Directions for this task: Check every line below, and copy those that include "shirt".

*** Opening of Data for the task ***

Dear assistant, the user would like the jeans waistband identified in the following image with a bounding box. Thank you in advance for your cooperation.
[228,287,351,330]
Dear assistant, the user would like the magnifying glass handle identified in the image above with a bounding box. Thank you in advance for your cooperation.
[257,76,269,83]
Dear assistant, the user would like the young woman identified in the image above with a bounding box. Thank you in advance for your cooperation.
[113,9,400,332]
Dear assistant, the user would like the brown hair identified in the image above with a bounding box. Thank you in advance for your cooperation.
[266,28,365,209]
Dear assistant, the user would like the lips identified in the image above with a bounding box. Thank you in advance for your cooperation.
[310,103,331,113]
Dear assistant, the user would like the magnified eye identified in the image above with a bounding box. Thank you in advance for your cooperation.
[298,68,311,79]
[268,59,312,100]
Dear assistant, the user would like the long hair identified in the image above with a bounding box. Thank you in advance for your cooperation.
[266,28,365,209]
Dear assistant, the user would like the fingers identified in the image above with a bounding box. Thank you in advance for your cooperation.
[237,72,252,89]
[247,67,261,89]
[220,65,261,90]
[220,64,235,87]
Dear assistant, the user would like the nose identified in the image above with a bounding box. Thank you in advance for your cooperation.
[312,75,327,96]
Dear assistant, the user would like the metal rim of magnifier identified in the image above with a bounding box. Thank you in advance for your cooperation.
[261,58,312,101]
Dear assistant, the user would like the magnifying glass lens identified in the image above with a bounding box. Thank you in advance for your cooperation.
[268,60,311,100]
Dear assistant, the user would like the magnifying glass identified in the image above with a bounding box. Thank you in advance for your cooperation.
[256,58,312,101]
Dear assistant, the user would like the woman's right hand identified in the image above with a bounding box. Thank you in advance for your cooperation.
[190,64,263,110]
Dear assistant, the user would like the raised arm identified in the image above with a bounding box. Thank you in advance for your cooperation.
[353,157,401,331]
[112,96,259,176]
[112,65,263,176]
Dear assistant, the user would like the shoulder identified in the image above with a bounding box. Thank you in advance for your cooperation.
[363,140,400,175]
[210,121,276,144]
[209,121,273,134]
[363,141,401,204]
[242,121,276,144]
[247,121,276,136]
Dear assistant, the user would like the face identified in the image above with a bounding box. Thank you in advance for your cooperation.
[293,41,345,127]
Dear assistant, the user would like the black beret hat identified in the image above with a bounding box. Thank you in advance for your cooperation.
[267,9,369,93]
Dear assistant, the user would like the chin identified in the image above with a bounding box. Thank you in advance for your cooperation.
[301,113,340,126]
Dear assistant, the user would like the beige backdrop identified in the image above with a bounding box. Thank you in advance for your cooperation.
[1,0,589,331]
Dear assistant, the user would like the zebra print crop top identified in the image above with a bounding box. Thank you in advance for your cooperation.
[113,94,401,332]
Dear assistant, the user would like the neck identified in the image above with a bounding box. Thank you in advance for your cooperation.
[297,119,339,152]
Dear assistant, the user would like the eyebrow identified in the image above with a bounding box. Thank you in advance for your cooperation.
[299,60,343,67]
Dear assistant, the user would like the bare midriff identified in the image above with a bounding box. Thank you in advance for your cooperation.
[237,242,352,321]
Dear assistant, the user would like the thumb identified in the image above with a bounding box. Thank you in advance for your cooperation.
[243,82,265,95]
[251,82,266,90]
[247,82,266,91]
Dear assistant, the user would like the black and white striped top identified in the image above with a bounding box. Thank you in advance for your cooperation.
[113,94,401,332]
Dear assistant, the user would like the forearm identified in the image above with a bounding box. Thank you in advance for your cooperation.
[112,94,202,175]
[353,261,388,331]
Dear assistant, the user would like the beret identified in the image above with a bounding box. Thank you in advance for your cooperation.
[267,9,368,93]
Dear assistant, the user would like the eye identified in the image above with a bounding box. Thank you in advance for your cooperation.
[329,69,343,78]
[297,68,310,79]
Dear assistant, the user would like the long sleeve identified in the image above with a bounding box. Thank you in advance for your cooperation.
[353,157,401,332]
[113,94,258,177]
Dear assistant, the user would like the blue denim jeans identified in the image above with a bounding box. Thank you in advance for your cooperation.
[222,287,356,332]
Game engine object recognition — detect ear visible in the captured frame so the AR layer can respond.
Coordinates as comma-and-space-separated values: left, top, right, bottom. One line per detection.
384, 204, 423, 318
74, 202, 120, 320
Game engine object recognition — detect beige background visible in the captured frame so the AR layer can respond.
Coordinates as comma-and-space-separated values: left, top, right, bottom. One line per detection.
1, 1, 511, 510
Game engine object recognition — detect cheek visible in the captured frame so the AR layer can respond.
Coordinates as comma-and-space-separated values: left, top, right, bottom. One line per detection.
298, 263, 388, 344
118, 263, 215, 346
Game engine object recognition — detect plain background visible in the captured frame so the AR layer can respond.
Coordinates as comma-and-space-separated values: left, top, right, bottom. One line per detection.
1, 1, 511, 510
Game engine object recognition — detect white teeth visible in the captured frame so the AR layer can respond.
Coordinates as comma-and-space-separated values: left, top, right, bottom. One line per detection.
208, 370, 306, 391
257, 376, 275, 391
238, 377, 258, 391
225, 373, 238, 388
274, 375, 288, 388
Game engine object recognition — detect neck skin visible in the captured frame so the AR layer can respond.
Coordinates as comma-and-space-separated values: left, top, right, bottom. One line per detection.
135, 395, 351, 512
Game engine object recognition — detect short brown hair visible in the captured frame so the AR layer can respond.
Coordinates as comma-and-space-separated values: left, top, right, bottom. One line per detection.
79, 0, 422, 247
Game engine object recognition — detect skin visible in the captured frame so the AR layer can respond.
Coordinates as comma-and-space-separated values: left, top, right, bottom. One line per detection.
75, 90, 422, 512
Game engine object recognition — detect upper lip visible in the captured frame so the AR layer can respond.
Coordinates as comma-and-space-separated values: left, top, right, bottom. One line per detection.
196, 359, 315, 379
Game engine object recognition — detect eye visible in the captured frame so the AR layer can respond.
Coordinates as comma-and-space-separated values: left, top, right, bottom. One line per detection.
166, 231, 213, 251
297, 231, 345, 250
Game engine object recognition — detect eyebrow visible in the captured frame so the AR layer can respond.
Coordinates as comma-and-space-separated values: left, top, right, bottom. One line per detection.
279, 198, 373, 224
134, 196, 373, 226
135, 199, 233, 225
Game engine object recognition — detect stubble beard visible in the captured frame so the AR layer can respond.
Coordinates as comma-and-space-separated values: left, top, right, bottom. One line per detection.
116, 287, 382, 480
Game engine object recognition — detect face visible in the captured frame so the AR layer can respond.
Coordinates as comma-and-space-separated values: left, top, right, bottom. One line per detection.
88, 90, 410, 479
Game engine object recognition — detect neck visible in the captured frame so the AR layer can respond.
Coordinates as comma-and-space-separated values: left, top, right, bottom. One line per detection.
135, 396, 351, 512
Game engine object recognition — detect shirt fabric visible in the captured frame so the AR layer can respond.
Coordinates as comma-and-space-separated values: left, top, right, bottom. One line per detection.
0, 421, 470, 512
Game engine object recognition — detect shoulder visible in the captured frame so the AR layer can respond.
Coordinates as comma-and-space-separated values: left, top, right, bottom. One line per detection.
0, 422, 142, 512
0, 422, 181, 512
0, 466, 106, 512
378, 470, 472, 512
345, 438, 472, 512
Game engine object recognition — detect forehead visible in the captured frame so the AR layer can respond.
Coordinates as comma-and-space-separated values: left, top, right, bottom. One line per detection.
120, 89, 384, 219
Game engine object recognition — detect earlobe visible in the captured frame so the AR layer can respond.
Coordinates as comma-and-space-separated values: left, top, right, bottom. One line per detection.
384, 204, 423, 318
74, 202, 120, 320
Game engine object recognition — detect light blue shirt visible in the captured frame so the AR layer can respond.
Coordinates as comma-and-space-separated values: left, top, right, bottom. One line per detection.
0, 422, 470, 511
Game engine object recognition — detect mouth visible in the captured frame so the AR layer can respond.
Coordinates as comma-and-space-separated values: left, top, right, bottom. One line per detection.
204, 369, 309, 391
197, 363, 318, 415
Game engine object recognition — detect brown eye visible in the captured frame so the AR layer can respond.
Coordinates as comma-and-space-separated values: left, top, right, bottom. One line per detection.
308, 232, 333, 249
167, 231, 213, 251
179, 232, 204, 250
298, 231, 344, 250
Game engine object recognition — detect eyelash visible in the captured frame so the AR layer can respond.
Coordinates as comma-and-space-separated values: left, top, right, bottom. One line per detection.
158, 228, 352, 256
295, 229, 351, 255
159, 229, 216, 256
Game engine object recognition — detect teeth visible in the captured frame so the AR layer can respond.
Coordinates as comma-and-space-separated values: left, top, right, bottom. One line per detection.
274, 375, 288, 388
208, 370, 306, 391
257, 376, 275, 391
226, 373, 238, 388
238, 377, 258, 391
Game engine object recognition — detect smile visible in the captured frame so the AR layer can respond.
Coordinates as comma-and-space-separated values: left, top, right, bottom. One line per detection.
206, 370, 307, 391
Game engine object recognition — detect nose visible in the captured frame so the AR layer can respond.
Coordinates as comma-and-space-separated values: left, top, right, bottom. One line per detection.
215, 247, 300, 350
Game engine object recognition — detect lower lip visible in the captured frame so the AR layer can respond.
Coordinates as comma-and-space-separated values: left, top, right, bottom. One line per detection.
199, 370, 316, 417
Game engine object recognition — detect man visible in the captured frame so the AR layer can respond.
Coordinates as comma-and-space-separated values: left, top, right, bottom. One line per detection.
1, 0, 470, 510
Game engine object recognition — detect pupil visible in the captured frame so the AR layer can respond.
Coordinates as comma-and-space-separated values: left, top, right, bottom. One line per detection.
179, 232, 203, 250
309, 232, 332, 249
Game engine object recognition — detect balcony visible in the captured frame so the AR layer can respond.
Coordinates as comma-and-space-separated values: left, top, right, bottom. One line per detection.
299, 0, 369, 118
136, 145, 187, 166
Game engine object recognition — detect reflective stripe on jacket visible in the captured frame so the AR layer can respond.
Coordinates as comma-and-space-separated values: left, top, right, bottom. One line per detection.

*** Close of Data for the task ***

Reply to the exercise:
Game engine object recognition — detect shirt fabric visible in the captured frame so the AR layer can respond.
Game engine object recognition — detect light blue shirt visible in the captured frame so the AR layer can respond.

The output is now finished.